Put every line of the material from the line containing "Definition first: for each instance of the bundle" through the end into a Markdown table with the columns Row and Line, leaving out blank lines.

** start EXTRACTED INFORMATION **

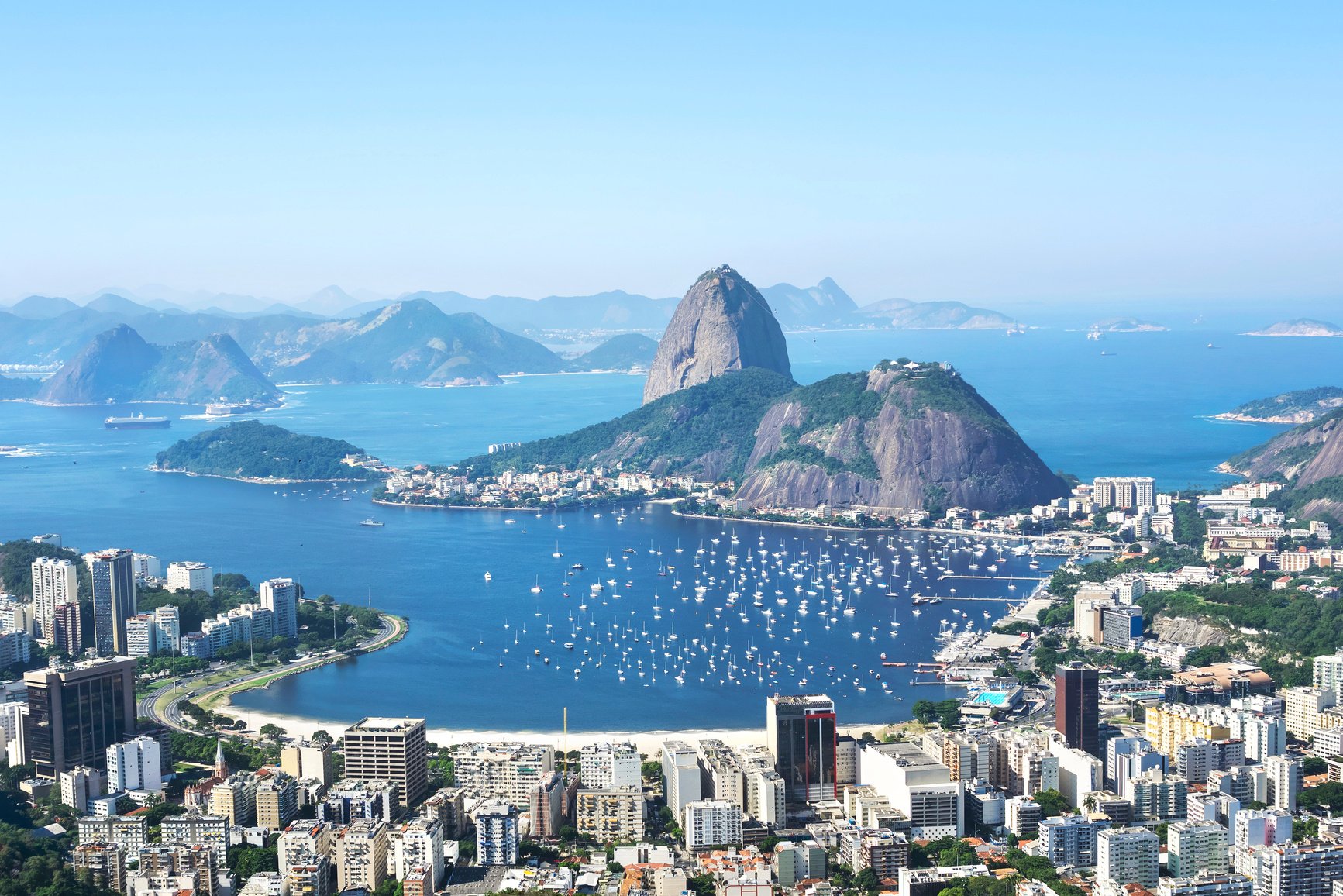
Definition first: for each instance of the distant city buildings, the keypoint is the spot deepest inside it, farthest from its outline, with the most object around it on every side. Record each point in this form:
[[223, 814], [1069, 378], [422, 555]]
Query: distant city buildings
[[113, 598]]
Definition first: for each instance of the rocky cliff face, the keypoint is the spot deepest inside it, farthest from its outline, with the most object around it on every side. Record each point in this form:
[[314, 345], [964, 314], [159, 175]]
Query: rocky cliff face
[[412, 342], [721, 324], [120, 366], [897, 437]]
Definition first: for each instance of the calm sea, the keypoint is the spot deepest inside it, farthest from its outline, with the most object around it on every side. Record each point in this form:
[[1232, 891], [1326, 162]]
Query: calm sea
[[1136, 408]]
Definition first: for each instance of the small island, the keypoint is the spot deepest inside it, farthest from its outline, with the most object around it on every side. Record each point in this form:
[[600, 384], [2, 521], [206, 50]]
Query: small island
[[1300, 327], [254, 452], [1302, 406], [1127, 326]]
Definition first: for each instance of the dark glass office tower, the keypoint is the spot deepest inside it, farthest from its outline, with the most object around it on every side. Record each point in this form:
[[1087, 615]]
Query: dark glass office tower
[[801, 731], [77, 712], [1077, 705]]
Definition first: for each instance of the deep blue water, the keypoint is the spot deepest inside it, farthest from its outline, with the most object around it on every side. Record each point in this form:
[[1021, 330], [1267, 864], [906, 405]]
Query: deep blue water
[[1139, 410]]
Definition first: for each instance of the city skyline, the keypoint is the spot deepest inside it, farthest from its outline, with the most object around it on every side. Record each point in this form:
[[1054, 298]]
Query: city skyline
[[1048, 155]]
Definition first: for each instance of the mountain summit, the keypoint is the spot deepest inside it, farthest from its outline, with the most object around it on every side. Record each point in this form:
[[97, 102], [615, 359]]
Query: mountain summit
[[721, 324]]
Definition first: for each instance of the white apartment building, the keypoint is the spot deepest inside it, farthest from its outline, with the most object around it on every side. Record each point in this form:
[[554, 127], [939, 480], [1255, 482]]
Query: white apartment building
[[1193, 846], [504, 770], [1328, 672], [54, 581], [80, 785], [360, 855], [281, 598], [128, 833], [418, 843], [188, 575], [196, 829], [1207, 884], [918, 786], [141, 636], [610, 766], [712, 822], [1306, 709], [1284, 782], [1128, 856], [1079, 771], [680, 775], [608, 815], [1262, 828], [167, 629], [135, 766], [146, 566], [496, 833], [302, 843]]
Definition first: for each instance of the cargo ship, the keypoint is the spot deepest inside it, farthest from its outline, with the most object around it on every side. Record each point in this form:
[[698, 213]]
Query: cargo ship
[[137, 422]]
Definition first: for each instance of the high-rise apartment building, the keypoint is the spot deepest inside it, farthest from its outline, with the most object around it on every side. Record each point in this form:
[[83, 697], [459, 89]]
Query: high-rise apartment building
[[281, 598], [135, 765], [196, 829], [1128, 856], [277, 800], [1077, 705], [1071, 840], [301, 843], [188, 575], [1124, 492], [308, 760], [390, 750], [80, 785], [1196, 846], [1306, 711], [610, 815], [113, 598], [77, 712], [680, 775], [1284, 782], [360, 856], [55, 581], [712, 822], [417, 844], [167, 629], [801, 734], [141, 636], [610, 766], [66, 629]]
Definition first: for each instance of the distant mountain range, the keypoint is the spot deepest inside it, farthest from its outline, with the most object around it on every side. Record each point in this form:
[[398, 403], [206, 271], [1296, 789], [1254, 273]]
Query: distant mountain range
[[1127, 326], [1300, 406], [46, 328], [120, 366], [412, 342], [720, 403], [1310, 460]]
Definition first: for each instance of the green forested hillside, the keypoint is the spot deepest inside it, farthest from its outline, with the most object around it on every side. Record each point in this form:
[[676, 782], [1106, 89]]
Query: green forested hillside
[[251, 450]]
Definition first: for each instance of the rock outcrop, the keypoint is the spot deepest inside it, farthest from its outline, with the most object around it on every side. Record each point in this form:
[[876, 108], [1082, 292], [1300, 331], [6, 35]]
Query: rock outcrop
[[412, 342], [897, 437], [120, 366], [912, 436], [721, 324]]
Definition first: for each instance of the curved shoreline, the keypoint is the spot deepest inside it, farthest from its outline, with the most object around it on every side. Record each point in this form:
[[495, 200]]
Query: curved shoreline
[[251, 480], [219, 699]]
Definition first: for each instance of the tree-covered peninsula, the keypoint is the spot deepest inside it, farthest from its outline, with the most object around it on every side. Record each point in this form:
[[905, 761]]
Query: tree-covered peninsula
[[262, 452]]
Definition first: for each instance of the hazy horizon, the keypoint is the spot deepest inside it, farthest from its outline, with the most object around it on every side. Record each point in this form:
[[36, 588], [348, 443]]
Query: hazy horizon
[[1046, 156]]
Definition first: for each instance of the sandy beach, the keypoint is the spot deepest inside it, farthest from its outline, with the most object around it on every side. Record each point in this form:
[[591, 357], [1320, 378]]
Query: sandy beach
[[646, 742]]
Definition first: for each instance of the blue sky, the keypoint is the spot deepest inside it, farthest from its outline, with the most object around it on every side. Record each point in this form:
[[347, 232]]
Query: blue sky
[[1029, 153]]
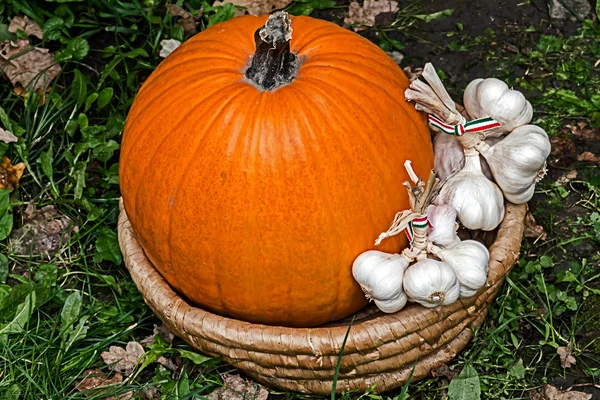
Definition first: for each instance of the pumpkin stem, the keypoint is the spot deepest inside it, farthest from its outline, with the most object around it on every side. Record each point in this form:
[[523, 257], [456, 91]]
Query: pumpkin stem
[[273, 65]]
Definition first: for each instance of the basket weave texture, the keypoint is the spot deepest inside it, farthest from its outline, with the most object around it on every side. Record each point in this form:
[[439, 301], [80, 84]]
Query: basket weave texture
[[381, 349]]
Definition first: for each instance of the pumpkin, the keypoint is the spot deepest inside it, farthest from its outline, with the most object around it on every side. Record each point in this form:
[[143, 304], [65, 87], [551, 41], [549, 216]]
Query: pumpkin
[[255, 169]]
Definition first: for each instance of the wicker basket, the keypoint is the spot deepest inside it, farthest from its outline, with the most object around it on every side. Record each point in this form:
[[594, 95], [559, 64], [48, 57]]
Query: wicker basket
[[381, 349]]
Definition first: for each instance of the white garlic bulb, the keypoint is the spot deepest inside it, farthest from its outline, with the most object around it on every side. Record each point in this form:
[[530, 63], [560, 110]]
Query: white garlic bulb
[[449, 156], [443, 226], [431, 283], [380, 276], [493, 98], [517, 161], [469, 259], [477, 200]]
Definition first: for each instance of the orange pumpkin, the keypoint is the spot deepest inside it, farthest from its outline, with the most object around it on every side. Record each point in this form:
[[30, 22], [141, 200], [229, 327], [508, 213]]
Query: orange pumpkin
[[253, 197]]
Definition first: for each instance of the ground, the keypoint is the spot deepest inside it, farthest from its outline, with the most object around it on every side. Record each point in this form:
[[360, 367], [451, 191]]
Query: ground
[[66, 298]]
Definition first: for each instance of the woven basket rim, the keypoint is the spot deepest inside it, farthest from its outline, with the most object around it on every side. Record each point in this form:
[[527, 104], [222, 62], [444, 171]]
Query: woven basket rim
[[379, 348]]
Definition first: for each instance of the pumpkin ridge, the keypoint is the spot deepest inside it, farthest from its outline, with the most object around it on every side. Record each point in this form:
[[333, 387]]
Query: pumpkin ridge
[[143, 104]]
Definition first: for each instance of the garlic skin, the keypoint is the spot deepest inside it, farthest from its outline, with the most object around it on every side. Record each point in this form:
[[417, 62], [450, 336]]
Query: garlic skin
[[478, 201], [493, 98], [449, 156], [517, 161], [431, 283], [442, 231], [469, 260], [380, 277]]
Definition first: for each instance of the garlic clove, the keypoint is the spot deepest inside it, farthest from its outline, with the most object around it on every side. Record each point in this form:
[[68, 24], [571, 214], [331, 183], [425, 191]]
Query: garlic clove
[[517, 160], [442, 231], [392, 305], [379, 274], [469, 260], [493, 98], [478, 201], [431, 283]]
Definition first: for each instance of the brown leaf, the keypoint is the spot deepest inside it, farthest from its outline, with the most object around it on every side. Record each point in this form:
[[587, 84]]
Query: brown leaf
[[7, 137], [566, 356], [96, 383], [10, 174], [549, 392], [532, 229], [255, 7], [43, 231], [31, 28], [236, 388], [33, 67], [125, 359], [362, 16]]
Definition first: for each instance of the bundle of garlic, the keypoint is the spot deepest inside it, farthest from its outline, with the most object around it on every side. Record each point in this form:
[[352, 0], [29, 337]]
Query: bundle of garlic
[[392, 279], [517, 162]]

** end EXTRACTED INFORMATION **

■ THE COMPLETED TASK:
| Row | Line |
|---|---|
| 1 | Definition first: for each instance of the bundle of garlic, the keypoint is the spot deepest inside it, farthest from its outline, with the most object around it on every side. Record each point in this form: |
| 2 | [[352, 0], [29, 337]] |
| 3 | Query: bundle of garlic |
| 4 | [[392, 279], [517, 162]] |